::: DATASET EXTRACT

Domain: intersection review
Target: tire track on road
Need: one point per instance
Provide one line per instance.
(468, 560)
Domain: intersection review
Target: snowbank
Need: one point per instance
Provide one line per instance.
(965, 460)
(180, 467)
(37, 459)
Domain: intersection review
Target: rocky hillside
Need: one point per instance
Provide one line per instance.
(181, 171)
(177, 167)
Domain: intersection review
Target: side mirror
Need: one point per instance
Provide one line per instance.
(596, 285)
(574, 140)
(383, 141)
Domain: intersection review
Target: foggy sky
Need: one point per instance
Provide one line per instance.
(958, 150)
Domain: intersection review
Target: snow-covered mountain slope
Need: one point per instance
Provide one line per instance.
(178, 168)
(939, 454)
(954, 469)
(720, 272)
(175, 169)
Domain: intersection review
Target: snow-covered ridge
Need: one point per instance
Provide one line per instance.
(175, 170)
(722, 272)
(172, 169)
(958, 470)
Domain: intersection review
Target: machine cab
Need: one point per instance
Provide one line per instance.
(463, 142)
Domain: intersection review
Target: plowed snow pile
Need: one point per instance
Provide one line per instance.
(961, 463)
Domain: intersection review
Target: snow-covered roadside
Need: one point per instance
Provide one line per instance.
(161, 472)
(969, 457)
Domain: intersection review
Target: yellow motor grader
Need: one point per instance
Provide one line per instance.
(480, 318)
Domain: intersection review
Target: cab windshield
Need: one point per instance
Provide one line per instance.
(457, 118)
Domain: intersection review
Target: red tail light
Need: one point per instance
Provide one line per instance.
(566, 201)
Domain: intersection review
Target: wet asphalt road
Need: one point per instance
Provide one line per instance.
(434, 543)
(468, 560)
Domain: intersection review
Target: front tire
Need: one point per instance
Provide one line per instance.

::::::

PROBLEM STATEMENT: The answer must consist of the lines from the one with "Target: plowed snow pile" through the final line of the entries above, exactly as they are, and nothing else.

THE ANSWER:
Target: plowed snow pile
Need: one point per instance
Provide one line per instance.
(961, 463)
Domain: intersection review
Target: snow-covered roadside
Need: one point per instance
Provide one line per instance.
(161, 472)
(969, 457)
Domain: intersection review
Target: yellow motor grader
Need: one point per instance
Provide one line per instance.
(480, 318)
Domain: intersection review
Target: cab windshield
Need: one point per instance
Provide one line per instance.
(457, 118)
Domain: intersection review
Target: red tail light
Need: one point per instance
Provide one line per instance.
(566, 201)
Domain: intersection review
Target: wet asphalt road
Need: one point per instance
Provide one line per instance.
(434, 543)
(468, 560)
Domain: intersection review
Target: front tire
Need: one point per instance
Provide one line per instance.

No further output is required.